Top of Text shown

We recommend using the default VEP output format, as it’s easier to read on screen, but you can preserve the output as VCF by using --vcf.

Explore the output of VEP in any text viewer to explore the contents. What genes are affected by the variants in the file? Why are there multiple results for each variant?
Re-run the command-line VEP tool to annotate the variants in your VCF including if they occur in a MANE and Ensembl Canonical transcript. Save the output of this query into a separate output file in the default text format (omit –vcf).
Use the filter_VEP tool to find variants that are located within the BRCA2 gene in a MANE transcript. Are there any missense variants present in this filter?

From the original output of exercise 2, what has been the overall effect of adding annotations and then filtering using that information?
Are there any missense variants left?

Bonus!

Bottom of Text shown

## [Work to complete]
- 1) Answer these questions from the VEP exercise text:
(a) Which option keeps the VEP output in VCF format?
(b) Which gene should the filter_VEP tool find variants in?
(c) In which two kinds of transcript should the re-run command-line VEP tool record whether the variants occur?
- 2) Translate this sentence from the VEP exercise text into French: "We recommend using the default VEP output format, as it’s easier to read on screen, but you can preserve the output as VCF by using --vcf."
- 3) Continue the VEP exercise text from the point where it stops.

Top of Source information

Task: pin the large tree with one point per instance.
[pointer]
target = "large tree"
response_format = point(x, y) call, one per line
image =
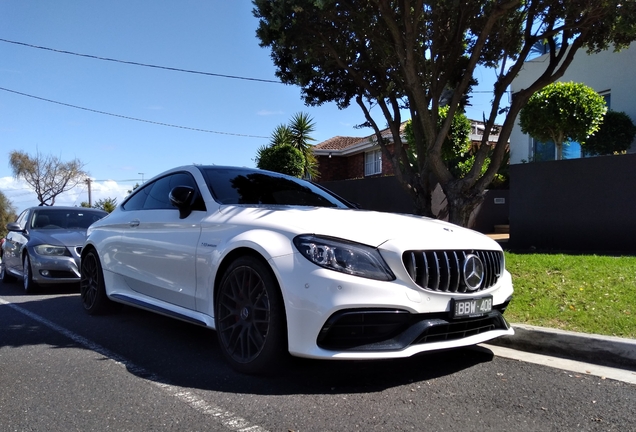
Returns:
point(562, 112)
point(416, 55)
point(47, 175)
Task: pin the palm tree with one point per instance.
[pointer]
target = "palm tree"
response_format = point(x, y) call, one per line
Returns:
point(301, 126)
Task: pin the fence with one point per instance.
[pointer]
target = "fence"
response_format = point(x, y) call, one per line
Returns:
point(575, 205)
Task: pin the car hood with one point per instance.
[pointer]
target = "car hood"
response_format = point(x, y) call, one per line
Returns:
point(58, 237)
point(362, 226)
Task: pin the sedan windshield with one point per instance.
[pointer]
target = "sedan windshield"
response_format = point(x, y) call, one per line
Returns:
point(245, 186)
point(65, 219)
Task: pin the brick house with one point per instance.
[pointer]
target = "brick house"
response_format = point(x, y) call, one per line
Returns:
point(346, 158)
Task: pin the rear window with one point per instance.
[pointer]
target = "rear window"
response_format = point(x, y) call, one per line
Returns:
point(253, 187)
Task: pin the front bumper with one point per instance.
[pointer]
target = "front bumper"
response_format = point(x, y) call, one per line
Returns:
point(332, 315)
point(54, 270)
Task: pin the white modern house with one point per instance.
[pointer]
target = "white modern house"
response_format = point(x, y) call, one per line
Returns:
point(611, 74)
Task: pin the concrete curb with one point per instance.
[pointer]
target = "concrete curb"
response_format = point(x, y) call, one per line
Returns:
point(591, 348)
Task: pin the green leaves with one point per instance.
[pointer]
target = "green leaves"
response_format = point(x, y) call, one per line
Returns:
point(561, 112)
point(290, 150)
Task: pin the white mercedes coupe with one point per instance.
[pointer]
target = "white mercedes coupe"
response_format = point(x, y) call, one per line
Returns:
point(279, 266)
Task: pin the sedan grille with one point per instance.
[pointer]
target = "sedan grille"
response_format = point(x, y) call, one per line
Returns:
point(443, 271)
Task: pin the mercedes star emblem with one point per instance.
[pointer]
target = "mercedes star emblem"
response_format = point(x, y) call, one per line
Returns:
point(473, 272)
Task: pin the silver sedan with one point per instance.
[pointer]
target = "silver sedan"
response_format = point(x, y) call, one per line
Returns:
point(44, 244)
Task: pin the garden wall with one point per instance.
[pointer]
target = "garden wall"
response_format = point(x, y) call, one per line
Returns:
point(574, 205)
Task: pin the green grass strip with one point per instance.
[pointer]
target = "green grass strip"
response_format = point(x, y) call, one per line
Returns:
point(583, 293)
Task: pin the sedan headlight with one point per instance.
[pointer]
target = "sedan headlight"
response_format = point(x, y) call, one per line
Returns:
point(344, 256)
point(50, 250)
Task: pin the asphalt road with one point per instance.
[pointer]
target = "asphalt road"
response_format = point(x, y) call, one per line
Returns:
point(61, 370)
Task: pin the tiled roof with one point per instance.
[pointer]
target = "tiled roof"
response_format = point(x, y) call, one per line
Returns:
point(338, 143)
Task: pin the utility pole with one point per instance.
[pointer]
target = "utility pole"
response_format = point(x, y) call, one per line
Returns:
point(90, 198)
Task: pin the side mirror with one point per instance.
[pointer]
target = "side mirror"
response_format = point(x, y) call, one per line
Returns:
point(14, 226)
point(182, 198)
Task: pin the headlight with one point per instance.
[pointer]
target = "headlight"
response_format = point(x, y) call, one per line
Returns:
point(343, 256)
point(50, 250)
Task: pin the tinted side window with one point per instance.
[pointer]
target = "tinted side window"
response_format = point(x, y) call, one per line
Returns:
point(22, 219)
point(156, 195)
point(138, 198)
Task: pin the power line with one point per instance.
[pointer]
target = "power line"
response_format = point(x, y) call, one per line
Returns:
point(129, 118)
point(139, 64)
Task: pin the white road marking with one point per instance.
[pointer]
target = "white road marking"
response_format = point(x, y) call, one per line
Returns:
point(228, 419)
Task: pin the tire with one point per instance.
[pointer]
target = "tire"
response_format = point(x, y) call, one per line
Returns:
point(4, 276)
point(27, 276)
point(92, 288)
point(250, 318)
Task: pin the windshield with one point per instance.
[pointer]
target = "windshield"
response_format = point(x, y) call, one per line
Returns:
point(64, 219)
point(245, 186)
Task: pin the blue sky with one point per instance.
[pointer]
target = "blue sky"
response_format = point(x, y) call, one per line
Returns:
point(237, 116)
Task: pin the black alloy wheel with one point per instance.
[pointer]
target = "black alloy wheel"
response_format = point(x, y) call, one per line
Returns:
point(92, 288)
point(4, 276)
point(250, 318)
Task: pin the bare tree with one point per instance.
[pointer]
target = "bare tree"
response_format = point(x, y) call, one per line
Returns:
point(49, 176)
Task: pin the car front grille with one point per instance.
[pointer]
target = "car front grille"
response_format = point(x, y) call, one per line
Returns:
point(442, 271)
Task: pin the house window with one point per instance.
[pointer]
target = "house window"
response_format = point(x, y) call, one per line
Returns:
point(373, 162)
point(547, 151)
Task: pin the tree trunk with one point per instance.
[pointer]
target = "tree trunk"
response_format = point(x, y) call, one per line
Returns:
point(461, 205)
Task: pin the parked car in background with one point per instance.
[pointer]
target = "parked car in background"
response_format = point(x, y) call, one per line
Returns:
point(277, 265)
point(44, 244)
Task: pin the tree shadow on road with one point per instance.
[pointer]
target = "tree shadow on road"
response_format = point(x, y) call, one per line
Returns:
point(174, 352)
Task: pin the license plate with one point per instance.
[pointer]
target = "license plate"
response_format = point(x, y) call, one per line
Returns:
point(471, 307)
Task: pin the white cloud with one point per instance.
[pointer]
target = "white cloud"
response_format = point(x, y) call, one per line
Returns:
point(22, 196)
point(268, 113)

Bottom of Source information
Top of Source information

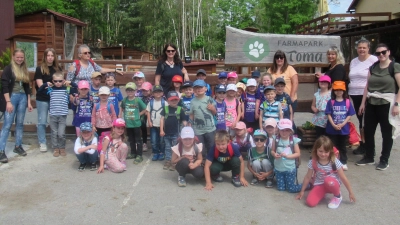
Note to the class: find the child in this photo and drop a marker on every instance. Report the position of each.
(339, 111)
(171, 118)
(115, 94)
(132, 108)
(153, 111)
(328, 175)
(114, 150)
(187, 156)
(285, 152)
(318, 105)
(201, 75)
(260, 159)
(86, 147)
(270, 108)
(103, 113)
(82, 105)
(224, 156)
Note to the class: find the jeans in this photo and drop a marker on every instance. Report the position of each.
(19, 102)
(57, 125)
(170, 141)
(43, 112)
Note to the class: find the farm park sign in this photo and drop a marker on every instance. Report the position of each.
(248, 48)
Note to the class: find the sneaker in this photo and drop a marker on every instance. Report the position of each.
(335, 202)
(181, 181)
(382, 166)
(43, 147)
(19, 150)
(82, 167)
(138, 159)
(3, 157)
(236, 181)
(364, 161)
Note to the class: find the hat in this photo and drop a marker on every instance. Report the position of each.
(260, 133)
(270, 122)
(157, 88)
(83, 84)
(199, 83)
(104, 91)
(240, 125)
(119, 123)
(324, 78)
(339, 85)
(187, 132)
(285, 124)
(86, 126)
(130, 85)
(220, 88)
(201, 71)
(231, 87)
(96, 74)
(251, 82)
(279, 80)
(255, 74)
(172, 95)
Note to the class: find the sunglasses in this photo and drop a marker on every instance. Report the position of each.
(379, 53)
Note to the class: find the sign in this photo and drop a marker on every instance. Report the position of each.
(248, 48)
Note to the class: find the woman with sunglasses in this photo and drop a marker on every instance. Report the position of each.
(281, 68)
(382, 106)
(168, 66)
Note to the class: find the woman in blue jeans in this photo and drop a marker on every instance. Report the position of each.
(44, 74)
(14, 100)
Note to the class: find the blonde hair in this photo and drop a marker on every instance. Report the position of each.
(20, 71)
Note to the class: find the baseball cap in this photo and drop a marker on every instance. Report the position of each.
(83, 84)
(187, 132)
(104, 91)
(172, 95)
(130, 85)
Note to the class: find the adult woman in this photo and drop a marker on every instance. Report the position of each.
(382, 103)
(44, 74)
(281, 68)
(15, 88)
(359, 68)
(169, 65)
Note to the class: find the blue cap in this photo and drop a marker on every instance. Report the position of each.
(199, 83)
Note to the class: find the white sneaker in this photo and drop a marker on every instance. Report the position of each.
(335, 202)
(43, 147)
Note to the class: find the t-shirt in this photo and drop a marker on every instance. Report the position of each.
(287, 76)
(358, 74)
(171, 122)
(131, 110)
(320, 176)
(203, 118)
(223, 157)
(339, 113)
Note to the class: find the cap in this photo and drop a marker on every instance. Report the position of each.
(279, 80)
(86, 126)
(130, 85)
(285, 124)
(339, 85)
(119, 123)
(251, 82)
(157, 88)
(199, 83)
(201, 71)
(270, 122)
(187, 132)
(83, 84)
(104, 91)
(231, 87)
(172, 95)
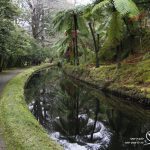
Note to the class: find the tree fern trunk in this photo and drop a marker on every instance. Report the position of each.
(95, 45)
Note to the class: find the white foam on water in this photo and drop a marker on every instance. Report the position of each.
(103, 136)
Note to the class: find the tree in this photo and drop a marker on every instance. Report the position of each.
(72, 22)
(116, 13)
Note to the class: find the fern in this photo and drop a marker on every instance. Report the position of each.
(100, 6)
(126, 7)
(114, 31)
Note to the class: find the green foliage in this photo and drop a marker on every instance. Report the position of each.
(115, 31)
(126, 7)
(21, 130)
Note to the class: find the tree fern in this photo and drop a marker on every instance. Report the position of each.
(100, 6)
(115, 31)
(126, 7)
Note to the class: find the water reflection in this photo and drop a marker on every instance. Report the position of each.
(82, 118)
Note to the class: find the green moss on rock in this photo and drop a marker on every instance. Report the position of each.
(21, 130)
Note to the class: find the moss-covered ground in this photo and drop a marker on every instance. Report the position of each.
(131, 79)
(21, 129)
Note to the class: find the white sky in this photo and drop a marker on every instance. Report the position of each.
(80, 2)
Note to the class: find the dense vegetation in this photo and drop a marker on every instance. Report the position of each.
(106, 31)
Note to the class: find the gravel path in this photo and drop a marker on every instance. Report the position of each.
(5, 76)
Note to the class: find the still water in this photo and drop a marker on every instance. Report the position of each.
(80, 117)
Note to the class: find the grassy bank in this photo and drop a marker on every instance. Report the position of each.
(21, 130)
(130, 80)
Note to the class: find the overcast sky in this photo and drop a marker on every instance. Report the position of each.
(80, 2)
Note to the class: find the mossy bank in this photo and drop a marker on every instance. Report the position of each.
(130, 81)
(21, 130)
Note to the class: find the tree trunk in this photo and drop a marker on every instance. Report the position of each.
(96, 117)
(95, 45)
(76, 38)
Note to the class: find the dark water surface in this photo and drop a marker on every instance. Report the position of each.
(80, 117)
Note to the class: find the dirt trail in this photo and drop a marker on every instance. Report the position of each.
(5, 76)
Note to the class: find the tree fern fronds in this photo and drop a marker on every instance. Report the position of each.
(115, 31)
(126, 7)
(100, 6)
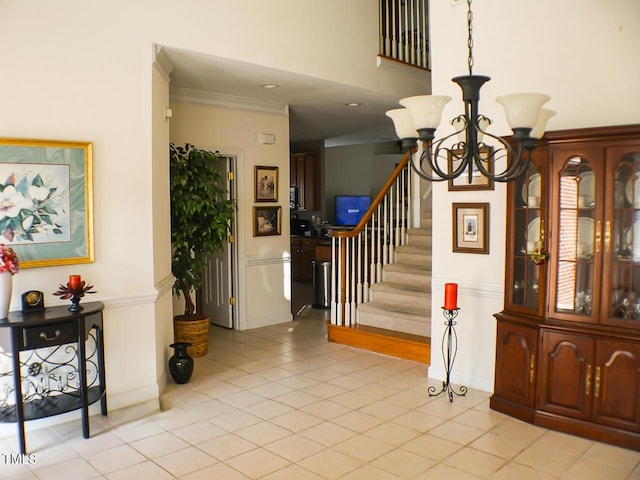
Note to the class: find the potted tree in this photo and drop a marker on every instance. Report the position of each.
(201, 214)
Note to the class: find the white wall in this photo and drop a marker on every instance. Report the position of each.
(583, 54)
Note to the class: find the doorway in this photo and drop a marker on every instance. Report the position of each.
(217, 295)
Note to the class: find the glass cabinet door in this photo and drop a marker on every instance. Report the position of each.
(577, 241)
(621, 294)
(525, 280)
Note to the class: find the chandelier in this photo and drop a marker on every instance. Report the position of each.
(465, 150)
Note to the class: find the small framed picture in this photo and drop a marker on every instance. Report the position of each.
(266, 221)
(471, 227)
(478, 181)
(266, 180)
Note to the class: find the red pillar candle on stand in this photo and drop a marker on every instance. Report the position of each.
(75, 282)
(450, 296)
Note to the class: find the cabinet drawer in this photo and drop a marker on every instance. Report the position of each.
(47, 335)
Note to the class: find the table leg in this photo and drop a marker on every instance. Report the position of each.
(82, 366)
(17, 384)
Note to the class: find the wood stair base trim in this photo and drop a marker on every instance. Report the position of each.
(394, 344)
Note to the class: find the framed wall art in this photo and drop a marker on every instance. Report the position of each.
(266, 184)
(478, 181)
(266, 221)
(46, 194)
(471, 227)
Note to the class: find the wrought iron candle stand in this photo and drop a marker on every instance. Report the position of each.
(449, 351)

Bottom of Source information

## [Task answers]
- 1)
(a) --vcf
(b) BRCA2
(c) MANE and Ensembl Canonical transcripts

- 2) Nous recommandons d'utiliser le format de sortie par défaut de VEP, car il est plus facile à lire à l'écran, mais vous pouvez conserver la sortie au format VCF en utilisant --vcf.

- 3)
If you finish all that, try pasting the variant below into Web VEP and select the alphamissense, revel, CADD, mavedb and mutfunc options.

What do you see in the results?

13 48040982 . A T

Exercise 1

You can open the VCF file with any text editor, or by using a command such as: vim 13.32315086-32400268.ALL.chr13_GRCh38.genotypes.20170504.GBR.vcf. Then use the arrow keys to navigate. When done, use the ESC key to switch to normal mode, then write :q! (quit without saving). Lines starting with ## indicate information headers, which contain information about the file content and how it was processed.

Exercise 2

vep -i 13.32315086-32400268.ALL.chr13_GRCh38.genotypes.20170504.GBR.vcf -o VEP_annot_chr13_GBR.vcf --database

Your own script may not look exactly like this and you may employ different flags, here are some common examples:

--input_file or -i Allows you to specify the location of the input file.
--output_file or -o Allows you to specify the name of the output file.
--force_overwrite Allows VEP to overwrite a pre-existing output file with the same name.
--genomes Points VEP to the Ensembl Genomes (non-vertebrates) server. (not used for this homo sapiens example)
--database Enable VEP to use local or remote databases.
--cache Enables the use of the cache (this can speed up VEP significantly - not used here for install simplicity).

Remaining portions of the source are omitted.